What is needed:
Continue the article on the EUIPO v Puma trade mark case from the point where it stops.

Article:
---*---

Date: 27 September 2018
A recent case before the CJEU (EUIPO v Puma; C-564/16) has confirmed that previous decisions of the EUIPO (and corroborating decisions at a national level in EU Member States) must be examined and taken into account if filed as evidence of the reputation of an earlier trade mark in opposition proceedings.
The applicant, Gemma Group Srl applied to register the figurative sign shown below for goods and services in Class 7 corresponding to machines for processing of wood, machines for processing aluminium and machines for treatment of PVC:
Puma opposed the registration on the basis of the earlier international figurative trade registrations shown below for goods and services in Classes 18 (Bags etc), 25 (Clothing etc) and 28 (Games, toys etc):
The Opposition Division rejected Puma’s opposition. It took the view that it was not necessary, for reasons of procedural economy, to examine previous decisions of the EUIPO and the national courts, and concluded that the relevant public would not establish a link between the marks due to the differences between the goods covered by each of those marks. The Board of Appeal upheld that decision.

---*---

Recorded information:
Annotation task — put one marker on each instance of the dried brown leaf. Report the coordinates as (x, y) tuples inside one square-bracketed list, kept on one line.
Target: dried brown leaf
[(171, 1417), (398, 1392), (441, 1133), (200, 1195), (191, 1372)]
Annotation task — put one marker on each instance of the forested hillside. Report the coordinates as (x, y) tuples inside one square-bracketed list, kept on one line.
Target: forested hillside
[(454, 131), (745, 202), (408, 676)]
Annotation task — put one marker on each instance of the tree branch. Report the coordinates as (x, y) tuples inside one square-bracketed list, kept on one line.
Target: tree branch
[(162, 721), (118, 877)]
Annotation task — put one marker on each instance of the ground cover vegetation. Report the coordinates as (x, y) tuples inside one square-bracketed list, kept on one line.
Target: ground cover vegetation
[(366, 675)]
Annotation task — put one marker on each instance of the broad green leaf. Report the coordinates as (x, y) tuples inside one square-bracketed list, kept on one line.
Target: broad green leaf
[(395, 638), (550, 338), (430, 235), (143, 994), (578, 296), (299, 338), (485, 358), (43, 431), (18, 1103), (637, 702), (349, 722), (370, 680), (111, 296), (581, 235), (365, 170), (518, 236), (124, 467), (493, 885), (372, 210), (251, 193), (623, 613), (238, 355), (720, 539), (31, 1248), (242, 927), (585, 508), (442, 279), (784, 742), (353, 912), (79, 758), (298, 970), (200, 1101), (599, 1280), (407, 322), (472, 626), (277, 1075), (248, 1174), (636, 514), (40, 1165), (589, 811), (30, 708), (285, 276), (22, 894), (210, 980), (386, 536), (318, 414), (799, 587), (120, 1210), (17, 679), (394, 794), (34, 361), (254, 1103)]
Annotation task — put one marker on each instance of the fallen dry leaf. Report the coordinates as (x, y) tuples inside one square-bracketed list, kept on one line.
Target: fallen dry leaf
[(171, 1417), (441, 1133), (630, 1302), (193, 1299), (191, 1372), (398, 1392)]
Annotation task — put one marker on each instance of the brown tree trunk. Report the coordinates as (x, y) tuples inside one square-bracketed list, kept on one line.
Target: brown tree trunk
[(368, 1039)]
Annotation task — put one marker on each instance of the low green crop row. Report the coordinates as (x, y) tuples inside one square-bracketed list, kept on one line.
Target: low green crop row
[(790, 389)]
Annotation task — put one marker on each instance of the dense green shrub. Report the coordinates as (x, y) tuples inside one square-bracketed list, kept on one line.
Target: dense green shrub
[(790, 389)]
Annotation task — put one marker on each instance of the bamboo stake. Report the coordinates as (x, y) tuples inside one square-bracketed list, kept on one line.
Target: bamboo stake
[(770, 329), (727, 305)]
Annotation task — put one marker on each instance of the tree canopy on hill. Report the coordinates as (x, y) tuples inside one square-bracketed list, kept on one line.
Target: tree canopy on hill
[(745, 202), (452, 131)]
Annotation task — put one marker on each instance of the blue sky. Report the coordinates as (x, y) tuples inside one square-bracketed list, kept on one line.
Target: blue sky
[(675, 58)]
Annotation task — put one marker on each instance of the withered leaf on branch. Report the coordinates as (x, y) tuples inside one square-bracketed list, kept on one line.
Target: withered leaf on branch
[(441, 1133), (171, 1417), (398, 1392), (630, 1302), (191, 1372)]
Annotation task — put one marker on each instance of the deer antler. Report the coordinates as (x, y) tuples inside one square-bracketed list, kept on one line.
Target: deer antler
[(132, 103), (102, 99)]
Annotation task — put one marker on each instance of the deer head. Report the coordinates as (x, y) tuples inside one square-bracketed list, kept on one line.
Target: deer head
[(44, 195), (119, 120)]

---*---

Result of this task:
However, the GC annulled the Board of Appeal’s decision, and ruled that the Board had infringed the principle of sound administration, in particular the EUIPO’s obligation to state the reasons on which its decisions are based, and that the Board had also failed to carry out a full examination of the reputation of the Puma’s earlier marks by failing to take into account previous decisions on the same issue. The EUIPO appealed to the CJEU.
Puma had put forward three previous decisions in its written pleadings before the Opposition Division. As the CJEU observed: “nothing precluded earlier EUIPO decisions determining the existence of reputation in other inter partes proceedings from being relied on in that context as evidence in support of the reputation of that earlier mark, in particular where they are identified in a precise manner and their substantive content is set out in the notice of opposition in the language of the case, which was what occurred in the present case”.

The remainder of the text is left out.